[Records contained in a dataset]
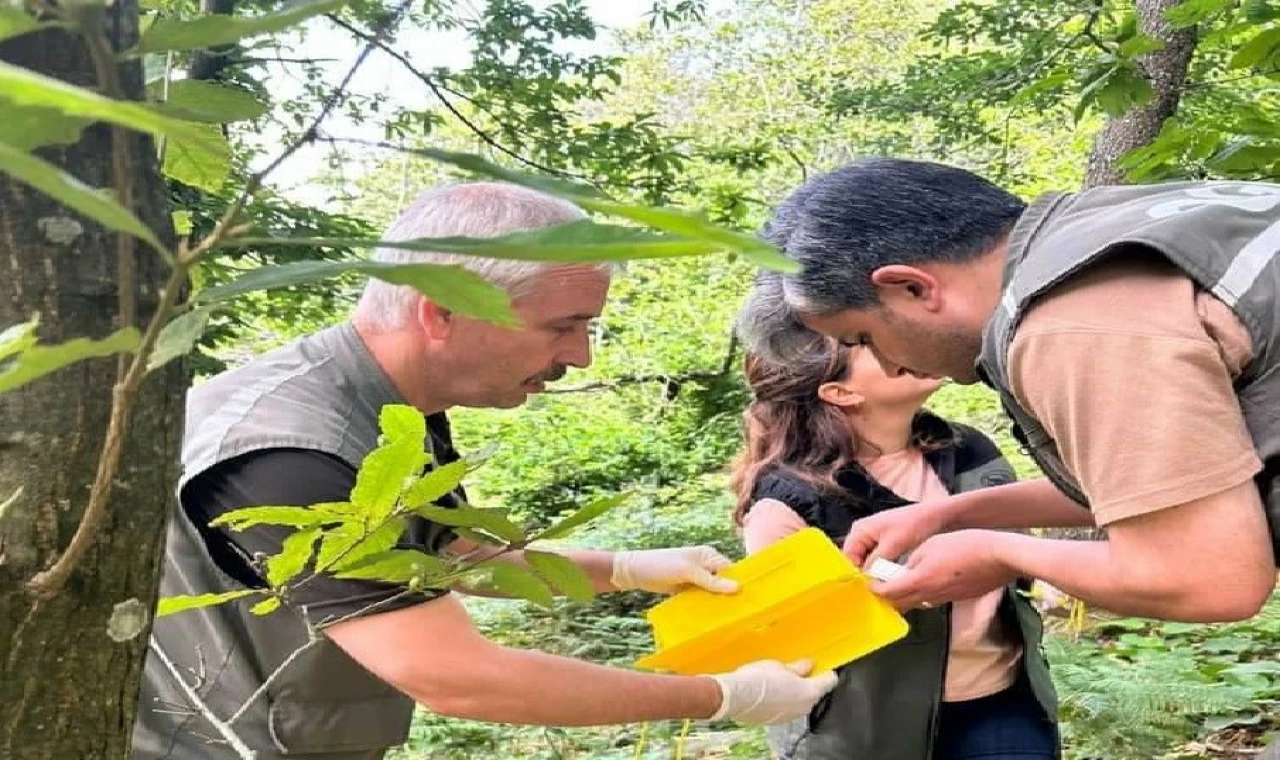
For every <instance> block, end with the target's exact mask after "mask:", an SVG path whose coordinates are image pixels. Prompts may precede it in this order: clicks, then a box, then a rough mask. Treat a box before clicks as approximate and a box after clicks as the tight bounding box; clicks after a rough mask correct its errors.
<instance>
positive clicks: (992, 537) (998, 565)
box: [987, 531, 1029, 578]
mask: <svg viewBox="0 0 1280 760" xmlns="http://www.w3.org/2000/svg"><path fill="white" fill-rule="evenodd" d="M1027 537H1028V536H1024V535H1021V534H1007V532H1001V531H992V537H991V541H989V542H988V544H987V551H988V553H989V560H991V562H992V563H993V564H995V566H996V567H998V568H1000V569H1001V572H1004V573H1005V574H1006V576H1009V577H1010V578H1016V577H1018V576H1024V574H1029V573H1027V572H1025V571H1024V569H1023V567H1021V566H1023V562H1021V546H1023V541H1024V540H1025V539H1027Z"/></svg>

• **EXERCISE DETAILS**: Output the records verbatim without pictures.

• **SOLUTION BELOW**:
For every <instance> block, end with the target's exact mask after "mask:", an SVG path whose coordinates are image pixels. Prompts may precede it in this order: clicks, then a box, then a rough mask. Treat a box before clicks as approximate and a box after clicks as the tight bounding box; clicks after a rough mask correct its errors.
<instance>
positive clicks: (992, 537) (998, 565)
box: [987, 531, 1029, 578]
mask: <svg viewBox="0 0 1280 760" xmlns="http://www.w3.org/2000/svg"><path fill="white" fill-rule="evenodd" d="M1027 537H1028V536H1024V535H1021V534H1007V532H1001V531H992V537H991V541H989V542H988V544H987V551H988V553H989V560H991V562H992V563H993V564H995V566H996V567H998V568H1000V569H1001V572H1004V573H1005V574H1006V576H1009V577H1010V578H1016V577H1018V576H1024V574H1029V573H1027V572H1025V571H1024V569H1023V567H1021V566H1023V562H1021V546H1023V541H1024V540H1025V539H1027Z"/></svg>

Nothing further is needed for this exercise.